-- start of GIVEN INFORMATION --

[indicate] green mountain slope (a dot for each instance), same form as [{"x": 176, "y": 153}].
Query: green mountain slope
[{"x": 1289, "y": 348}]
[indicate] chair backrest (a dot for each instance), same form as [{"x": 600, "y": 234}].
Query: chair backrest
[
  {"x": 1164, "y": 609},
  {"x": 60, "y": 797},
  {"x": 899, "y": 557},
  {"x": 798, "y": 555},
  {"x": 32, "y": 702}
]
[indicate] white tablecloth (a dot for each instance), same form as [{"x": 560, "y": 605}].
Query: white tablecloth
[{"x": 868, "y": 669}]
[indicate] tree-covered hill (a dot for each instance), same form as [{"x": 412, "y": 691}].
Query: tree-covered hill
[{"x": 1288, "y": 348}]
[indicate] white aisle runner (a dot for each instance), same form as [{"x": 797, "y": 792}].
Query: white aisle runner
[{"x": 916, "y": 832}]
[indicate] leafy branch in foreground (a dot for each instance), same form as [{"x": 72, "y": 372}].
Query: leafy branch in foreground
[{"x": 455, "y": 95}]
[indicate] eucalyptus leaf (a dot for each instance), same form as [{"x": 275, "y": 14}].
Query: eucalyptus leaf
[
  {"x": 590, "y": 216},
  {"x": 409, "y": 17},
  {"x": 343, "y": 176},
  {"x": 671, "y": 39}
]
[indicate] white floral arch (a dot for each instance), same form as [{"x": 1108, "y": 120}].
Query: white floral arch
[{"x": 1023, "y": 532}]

-- end of GIVEN INFORMATION --

PROBLEM TO SOLVE: Duplicate every line of the material above without any changes.

EXERCISE OUTPUT:
[indicate] green mountain slope (a dot for each instance), same form as [{"x": 176, "y": 153}].
Query: green mountain slope
[{"x": 1289, "y": 348}]
[indicate] chair backrest (a dot for each instance), same form as [{"x": 600, "y": 234}].
Query: chair backrest
[
  {"x": 1164, "y": 609},
  {"x": 60, "y": 797},
  {"x": 899, "y": 557},
  {"x": 798, "y": 555},
  {"x": 32, "y": 702}
]
[indicate] white tablecloth (a dot for each instance), same form as [{"x": 560, "y": 605}].
Query: white tablecloth
[{"x": 868, "y": 669}]
[indicate] tree-covered hill (a dot for each instance), same form as [{"x": 412, "y": 691}].
Query: tree-covered hill
[{"x": 1288, "y": 348}]
[indicate] white aisle runner (a dot for each instance), same form as [{"x": 797, "y": 792}].
Query: white aisle runner
[{"x": 916, "y": 832}]
[indicate] leafy branch in foreground (a dot for each instance), same form as [{"x": 72, "y": 372}].
Query: leafy branch in foreground
[{"x": 455, "y": 95}]
[indicate] eucalyptus leaf (a dot for each instance), same form as [{"x": 275, "y": 14}].
Query: eucalyptus leaf
[
  {"x": 590, "y": 216},
  {"x": 409, "y": 17},
  {"x": 343, "y": 176},
  {"x": 671, "y": 39}
]
[indicate] white floral arch (a dot for each instance), same form as [{"x": 1108, "y": 120}].
Query: white floral arch
[{"x": 1023, "y": 532}]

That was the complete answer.